┌────────

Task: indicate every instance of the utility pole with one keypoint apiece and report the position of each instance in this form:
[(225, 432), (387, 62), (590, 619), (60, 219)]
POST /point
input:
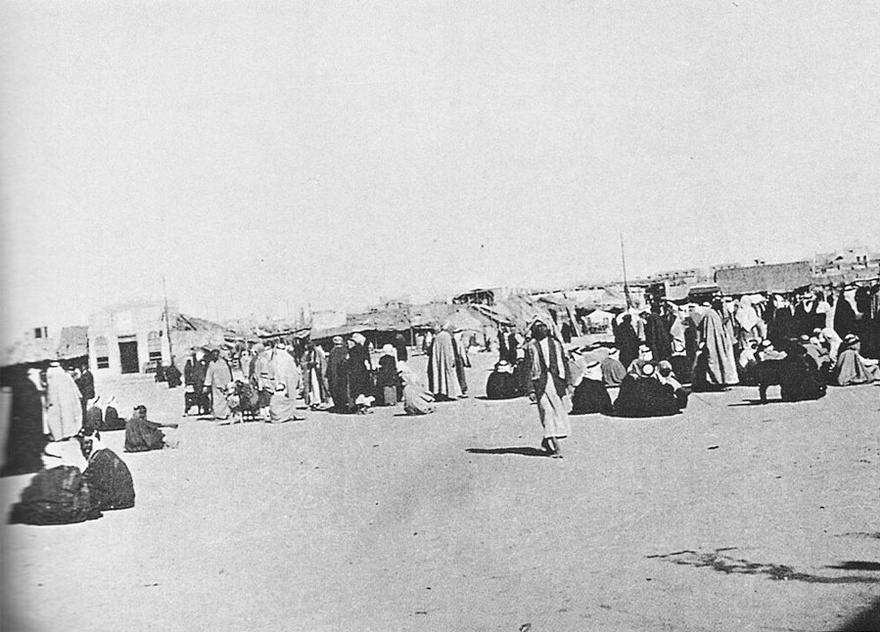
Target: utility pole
[(625, 284), (167, 322)]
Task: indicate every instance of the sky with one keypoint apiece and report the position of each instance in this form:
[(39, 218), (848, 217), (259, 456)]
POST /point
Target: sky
[(265, 156)]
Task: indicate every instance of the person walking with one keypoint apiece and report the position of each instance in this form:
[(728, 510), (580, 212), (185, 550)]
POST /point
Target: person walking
[(550, 378)]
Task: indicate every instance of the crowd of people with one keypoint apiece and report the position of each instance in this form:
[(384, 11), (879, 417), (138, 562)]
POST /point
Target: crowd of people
[(263, 381), (802, 343)]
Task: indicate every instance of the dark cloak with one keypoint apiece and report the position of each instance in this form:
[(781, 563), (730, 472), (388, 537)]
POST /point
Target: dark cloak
[(591, 396), (109, 480)]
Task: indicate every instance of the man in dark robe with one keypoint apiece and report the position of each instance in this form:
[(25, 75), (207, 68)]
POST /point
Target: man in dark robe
[(626, 340), (400, 347), (590, 395), (86, 384), (443, 376), (800, 381), (172, 374), (337, 376), (108, 477), (642, 395), (806, 315), (503, 383), (657, 335), (359, 369), (142, 435), (25, 441), (783, 325), (194, 381)]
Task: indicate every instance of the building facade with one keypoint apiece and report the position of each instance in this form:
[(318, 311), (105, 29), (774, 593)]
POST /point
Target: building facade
[(130, 338)]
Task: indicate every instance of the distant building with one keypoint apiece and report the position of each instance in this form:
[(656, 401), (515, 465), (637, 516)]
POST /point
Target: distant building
[(846, 265), (777, 278), (475, 297), (130, 337)]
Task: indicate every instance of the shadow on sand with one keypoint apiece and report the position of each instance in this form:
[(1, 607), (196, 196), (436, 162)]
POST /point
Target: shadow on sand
[(756, 402), (522, 451), (866, 621)]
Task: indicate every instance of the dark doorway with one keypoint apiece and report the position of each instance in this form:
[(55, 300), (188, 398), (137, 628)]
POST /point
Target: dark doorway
[(128, 357)]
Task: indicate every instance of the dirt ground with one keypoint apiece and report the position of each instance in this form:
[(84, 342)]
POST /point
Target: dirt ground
[(731, 516)]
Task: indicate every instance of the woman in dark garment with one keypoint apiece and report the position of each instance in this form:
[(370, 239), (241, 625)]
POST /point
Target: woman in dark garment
[(108, 477), (590, 395), (642, 395), (360, 381), (387, 381), (25, 441), (626, 340), (337, 376), (400, 347)]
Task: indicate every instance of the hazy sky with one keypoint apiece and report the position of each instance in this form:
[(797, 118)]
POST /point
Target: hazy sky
[(266, 154)]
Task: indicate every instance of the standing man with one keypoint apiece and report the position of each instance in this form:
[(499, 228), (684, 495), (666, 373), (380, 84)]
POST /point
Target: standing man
[(86, 385), (550, 378), (194, 380), (443, 379), (285, 370), (337, 376), (217, 378)]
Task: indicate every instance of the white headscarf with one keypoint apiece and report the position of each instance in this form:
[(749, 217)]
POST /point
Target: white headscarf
[(746, 315)]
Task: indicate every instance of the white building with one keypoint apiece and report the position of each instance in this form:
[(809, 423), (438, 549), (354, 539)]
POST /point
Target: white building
[(130, 337)]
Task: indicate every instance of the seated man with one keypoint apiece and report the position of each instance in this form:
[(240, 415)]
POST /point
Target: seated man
[(851, 368), (416, 400), (666, 376), (590, 394), (142, 435), (108, 477), (613, 371), (800, 380), (503, 383), (55, 496), (642, 395), (281, 407)]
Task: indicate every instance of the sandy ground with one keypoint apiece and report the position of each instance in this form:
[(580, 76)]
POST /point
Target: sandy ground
[(449, 522)]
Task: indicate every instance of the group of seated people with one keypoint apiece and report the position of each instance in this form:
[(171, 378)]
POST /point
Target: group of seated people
[(804, 367), (65, 494), (646, 388)]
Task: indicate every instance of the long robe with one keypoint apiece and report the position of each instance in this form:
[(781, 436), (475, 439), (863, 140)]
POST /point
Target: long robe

└────────

Short problem – Copy every line of all the records above word for word, leaving out the pictures.

Output for this exercise –
Task: indicate every instance of the utility pole with one keypoint apiece and report the position of each instance in this form:
[(225, 432), (387, 62), (590, 619), (60, 219)]
POST /point
input:
Target: utility pole
[(625, 284), (167, 322)]
Task: indicate every instance of the sky with one keypoint apiece and report the position of each instance in this form:
[(39, 218), (848, 217), (259, 456)]
POST /point
Target: sky
[(265, 156)]
Task: indicate every instance of the person walking with one keypoint apiece and report the position of each instance in this form:
[(728, 510), (580, 212), (185, 550)]
POST /point
Target: person walking
[(550, 378)]
Task: indicate every instance of the crowd of people with one keypoint apiece and report the position of each instance in this form:
[(384, 11), (879, 417), (138, 562)]
POST /point
Target: crowd of people
[(263, 381), (802, 343)]
Task: indicate every instance of the dark cloak with one keypoint apiece and report the position of each instance in this form:
[(781, 563), (730, 472), (388, 537)]
POST /point
Target: dark cloak
[(591, 396), (109, 480)]
Task: indicate every instance of the man in dark robe with one keypoint apiece and report the position of each instance in this form:
[(25, 75), (207, 68)]
POST /point
Target: man in dark robe
[(626, 340), (400, 347), (590, 395), (86, 384), (443, 376), (800, 381), (172, 374), (337, 376), (108, 477), (642, 395), (806, 315), (503, 383), (657, 335), (359, 369), (142, 435), (25, 441), (783, 325), (194, 381)]
Task: indicate every instance of the building facade with one keypoint apiece and report the position of each instance in this form:
[(318, 311), (105, 29), (774, 593)]
POST /point
Target: building facade
[(130, 338)]
Task: indicate every instance of the distant building with one keypoint apiece and report the position of each instance in this form:
[(656, 401), (515, 465), (637, 516)]
POST /point
Target: distant building
[(846, 265), (777, 278), (475, 297), (130, 337)]
Task: indicate every instance of the shadow on sand with one keypoint apiece and report the position of each instance in this form:
[(1, 607), (196, 196), (436, 162)]
POST /point
Target: shadow on sand
[(756, 402), (522, 451), (866, 621)]
Task: indicate every instance of the dark doorway with one keypoint apiece and report the position of each instance in this form:
[(55, 300), (188, 398), (137, 628)]
POST /point
Target: dark doorway
[(128, 357)]
Task: indicate every instance of the dirt ground with one keypoint apiece and report the position of each instance in this form:
[(84, 342)]
POST /point
Target: dirt ground
[(731, 516)]
Task: indicate every instance of the woman in dark garment with one keypoint apiece and report the position of each instance in this form:
[(370, 239), (241, 625)]
POST /point
Target: woman in dark garment
[(108, 477), (590, 395), (642, 395), (360, 381), (387, 381), (25, 441), (626, 340), (337, 376), (400, 347)]
Task: indicate every instance of the hazy sky with one keypoint apiece and report the position of each instance in this form:
[(797, 118)]
POST /point
Target: hazy sky
[(266, 154)]
Task: indicate every instance of the standing man with one keypoint apiece and report the position of each instance in this form:
[(499, 228), (684, 495), (666, 373), (380, 84)]
POST /point
Target: standing man
[(86, 385), (550, 378), (194, 380), (443, 379), (285, 370), (337, 376), (217, 378)]
Task: indicate every instance of the white headscarf with one keypoint apiece and report the position of each instance in this form:
[(749, 217)]
POST /point
Target: white headscarf
[(746, 315)]
Task: indicate every instance of the white building with one keypoint apiece and report the position of each instance in this form:
[(809, 423), (438, 549), (354, 539)]
POST /point
Target: white building
[(130, 337)]
Task: indicate every instance of the seated man with one keypoint apiece and report the position of each instance in this form:
[(240, 415)]
POST /point
Target: seated man
[(851, 368), (416, 400), (666, 376), (590, 394), (142, 435), (108, 477), (613, 371), (800, 380), (503, 383), (55, 496), (642, 395), (281, 407)]
Task: indicate every instance of the sandy ground with one keypoint apiece and report the position of each instance in this form:
[(580, 76)]
POST /point
Target: sandy ground
[(449, 522)]
Task: indicate every instance of the group of seated people with one keypoint apiece and report the position of each instance in this form:
[(171, 378)]
POST /point
Target: group of seated people
[(804, 367), (65, 494), (646, 388)]
Task: indicate every instance of the long robe with one keypoint apiece and report the position of each instance in this form:
[(781, 436), (475, 439), (863, 140)]
POST /point
Target: long robe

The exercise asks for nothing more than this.